◆ **Direction**:
Arrange every line of the listing below as a numbered list, leaving out any blank lines.

>> Start

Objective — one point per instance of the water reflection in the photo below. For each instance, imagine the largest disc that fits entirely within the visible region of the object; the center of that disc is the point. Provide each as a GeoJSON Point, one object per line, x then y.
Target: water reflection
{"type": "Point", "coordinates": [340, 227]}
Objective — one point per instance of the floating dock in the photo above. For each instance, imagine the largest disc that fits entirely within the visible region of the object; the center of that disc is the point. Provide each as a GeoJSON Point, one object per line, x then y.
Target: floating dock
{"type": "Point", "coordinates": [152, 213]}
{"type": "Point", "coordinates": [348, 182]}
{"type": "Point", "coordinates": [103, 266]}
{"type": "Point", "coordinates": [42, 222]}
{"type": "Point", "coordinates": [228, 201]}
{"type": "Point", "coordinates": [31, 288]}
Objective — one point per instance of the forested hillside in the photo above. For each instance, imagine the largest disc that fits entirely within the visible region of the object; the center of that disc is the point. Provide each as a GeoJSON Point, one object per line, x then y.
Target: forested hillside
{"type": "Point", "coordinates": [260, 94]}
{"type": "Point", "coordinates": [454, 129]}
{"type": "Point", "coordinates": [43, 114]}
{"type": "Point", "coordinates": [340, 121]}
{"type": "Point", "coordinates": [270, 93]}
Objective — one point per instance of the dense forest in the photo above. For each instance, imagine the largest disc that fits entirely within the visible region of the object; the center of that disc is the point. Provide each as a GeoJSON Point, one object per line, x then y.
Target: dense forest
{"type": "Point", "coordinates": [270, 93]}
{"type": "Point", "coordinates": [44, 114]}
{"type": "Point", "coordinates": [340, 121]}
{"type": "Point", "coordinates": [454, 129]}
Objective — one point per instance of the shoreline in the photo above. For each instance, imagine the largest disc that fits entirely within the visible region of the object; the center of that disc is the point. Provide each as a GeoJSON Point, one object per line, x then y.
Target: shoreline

>> End

◆ **The result**:
1. Objective — one point per instance of the water reflection in the photo below. For each instance, imagine the largest disc that fits entirely within the visible region of the object; the center of that disc is the point. Provide each as a GeoJSON Point, one object per line, x then y.
2. Target: water reflection
3. {"type": "Point", "coordinates": [340, 227]}
4. Objective — one point per instance of the floating dock in the photo above. For each instance, imagine the largest disc that fits entirely within the visible region of the object; the center of that disc is the point. Provide each as a GeoJSON Point, one object per line, x then y.
5. Target: floating dock
6. {"type": "Point", "coordinates": [152, 213]}
7. {"type": "Point", "coordinates": [348, 182]}
8. {"type": "Point", "coordinates": [103, 266]}
9. {"type": "Point", "coordinates": [42, 222]}
10. {"type": "Point", "coordinates": [228, 201]}
11. {"type": "Point", "coordinates": [31, 288]}
12. Objective — one point per instance of the forested hillside in the photo above. For each instance, imagine the largest disc that fits entirely within the visible region of the object; the center of that disc is the point. Provide each as a GeoJSON Point, one object per line, x then y.
13. Target: forested hillside
14. {"type": "Point", "coordinates": [260, 94]}
15. {"type": "Point", "coordinates": [454, 129]}
16. {"type": "Point", "coordinates": [43, 114]}
17. {"type": "Point", "coordinates": [340, 121]}
18. {"type": "Point", "coordinates": [270, 93]}
19. Objective — one point per instance of the dense forest in the photo above. For each instance, imagine the largest disc that fits entirely within the visible region of the object; the center of that disc is the point. Provide each as a GeoJSON Point, one object per line, x then y.
20. Target: dense forest
21. {"type": "Point", "coordinates": [270, 93]}
22. {"type": "Point", "coordinates": [44, 114]}
23. {"type": "Point", "coordinates": [340, 121]}
24. {"type": "Point", "coordinates": [454, 129]}
25. Objective — one point per instance of the shoreline in the photo above. For each instance, imagine the largest disc that fits entirely within the visible region of the object; the center of that disc is the point. Provide each as a GeoJSON Point, one object per line, x then y.
26. Target: shoreline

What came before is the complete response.